------ TEXT PASSAGE ------

The problem... Was my Caldigit Thunderbolt Dock. I replaced it with an OWC one from Facebook marketplace for cheap and it solved the problem... Roughly $500 in. I'm still angry I didn't check that early earlier.
My network is 10 gigabit now though.
billforsternz
I think you mean 300Mbps and 920Mbps (M not K right?)
geor9e
USB-PD hubs are very annoying. Devices with no battery on a hub (Raspberry Pi etc) will just get hard rebooted if anything else gets plugged into the same hub. I looked at a lot of hubs and they all behaved this way. They all cut power to everything, then re-negotiate the power allowance each device gets from the shared wattage, every time anything new connects. I could not find a hub that honored existing power contracts and gave new devices the remainder. My guess is the average customer expect the newest plugged in device to get max power (at the expense of everything else) or they return it to the store thinking it's broken.

------

EXERCISE >>
Reproduce the part of the forum thread about docks and hubs that starts at "The problem... Was" and ends at "gigabit now though.".

------ SUPPLIED ENTRIES ------

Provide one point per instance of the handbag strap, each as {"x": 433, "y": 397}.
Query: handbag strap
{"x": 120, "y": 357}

------
------ SUPPLIED ENTRIES ------

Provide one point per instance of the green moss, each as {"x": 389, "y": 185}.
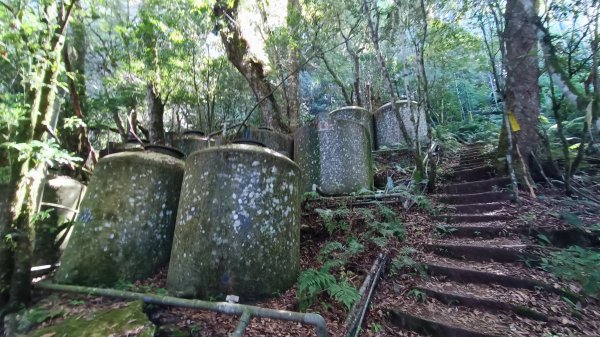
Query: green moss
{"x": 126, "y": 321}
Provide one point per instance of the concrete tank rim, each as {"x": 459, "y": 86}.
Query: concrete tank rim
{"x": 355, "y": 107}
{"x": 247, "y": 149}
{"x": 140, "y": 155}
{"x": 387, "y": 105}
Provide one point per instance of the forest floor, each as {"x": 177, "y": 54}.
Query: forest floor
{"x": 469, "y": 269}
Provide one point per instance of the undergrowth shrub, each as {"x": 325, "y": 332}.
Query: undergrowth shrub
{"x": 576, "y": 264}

------

TASK RESULT >>
The problem... Was my Caldigit Thunderbolt Dock. I replaced it with an OWC one from Facebook marketplace for cheap and it solved the problem... Roughly $500 in. I'm still angry I didn't check that early earlier.
My network is 10 gigabit now though.